"""
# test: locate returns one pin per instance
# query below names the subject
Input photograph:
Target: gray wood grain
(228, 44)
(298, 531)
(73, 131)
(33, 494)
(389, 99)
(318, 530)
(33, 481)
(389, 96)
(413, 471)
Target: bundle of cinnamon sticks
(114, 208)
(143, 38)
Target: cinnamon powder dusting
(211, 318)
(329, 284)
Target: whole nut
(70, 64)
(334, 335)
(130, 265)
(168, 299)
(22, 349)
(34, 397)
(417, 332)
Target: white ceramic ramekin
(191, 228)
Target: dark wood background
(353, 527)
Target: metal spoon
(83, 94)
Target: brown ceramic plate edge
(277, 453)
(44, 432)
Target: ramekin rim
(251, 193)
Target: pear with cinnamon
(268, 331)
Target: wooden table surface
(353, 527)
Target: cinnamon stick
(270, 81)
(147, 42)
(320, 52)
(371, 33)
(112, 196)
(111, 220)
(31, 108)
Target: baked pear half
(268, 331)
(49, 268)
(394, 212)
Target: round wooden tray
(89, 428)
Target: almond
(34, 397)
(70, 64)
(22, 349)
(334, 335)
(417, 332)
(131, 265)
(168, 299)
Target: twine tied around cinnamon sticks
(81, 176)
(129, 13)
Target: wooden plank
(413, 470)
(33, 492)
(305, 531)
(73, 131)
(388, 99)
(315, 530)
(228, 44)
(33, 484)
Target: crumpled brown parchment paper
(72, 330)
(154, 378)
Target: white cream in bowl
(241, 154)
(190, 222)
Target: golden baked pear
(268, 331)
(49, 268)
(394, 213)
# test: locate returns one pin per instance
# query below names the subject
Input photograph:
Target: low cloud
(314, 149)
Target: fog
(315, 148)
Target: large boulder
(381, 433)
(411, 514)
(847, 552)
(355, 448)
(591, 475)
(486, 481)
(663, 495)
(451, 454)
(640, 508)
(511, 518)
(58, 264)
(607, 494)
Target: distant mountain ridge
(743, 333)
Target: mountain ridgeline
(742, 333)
"""
EXERCISE PROMPT: Rewrite the records starting at the line that has "Target: whole nut" and ending with the last line of the records, putting "oak" wherever "wooden" appears and changing nothing else.

REPLY:
Target: whole nut
(70, 64)
(334, 335)
(130, 265)
(168, 299)
(22, 349)
(34, 397)
(417, 332)
Target: white ceramic ramekin
(191, 228)
Target: dark wood background
(353, 527)
Target: metal spoon
(83, 94)
Target: brown ceramic plate edge
(277, 453)
(44, 432)
Target: ramekin rim
(251, 193)
Target: pear with cinnamon
(268, 331)
Target: oak table surface
(353, 527)
Target: cinnamon stick
(270, 81)
(147, 42)
(320, 52)
(371, 33)
(112, 196)
(111, 220)
(31, 108)
Target: baked pear half
(268, 331)
(49, 268)
(394, 212)
Target: round oak tray
(89, 428)
Target: almond
(34, 397)
(70, 64)
(22, 349)
(334, 335)
(417, 332)
(131, 265)
(168, 299)
Target: twine tied around cinnamon sticks
(81, 176)
(129, 13)
Target: oak plank
(413, 470)
(33, 492)
(305, 531)
(73, 131)
(388, 99)
(315, 530)
(228, 44)
(33, 484)
Target: crumpled brown parchment paper
(72, 330)
(154, 378)
Target: white cream in bowl
(241, 154)
(190, 222)
Target: golden baked pear
(268, 331)
(49, 268)
(394, 213)
# test: locate returns one pin per instance
# query below names the subject
Input photograph:
Target: low cloud
(314, 149)
Target: fog
(315, 148)
Target: large boulder
(381, 433)
(411, 514)
(847, 552)
(355, 448)
(591, 475)
(486, 481)
(663, 495)
(451, 454)
(640, 508)
(511, 518)
(58, 264)
(607, 494)
Target: distant mountain ridge
(743, 333)
Target: mountain ridgeline
(742, 333)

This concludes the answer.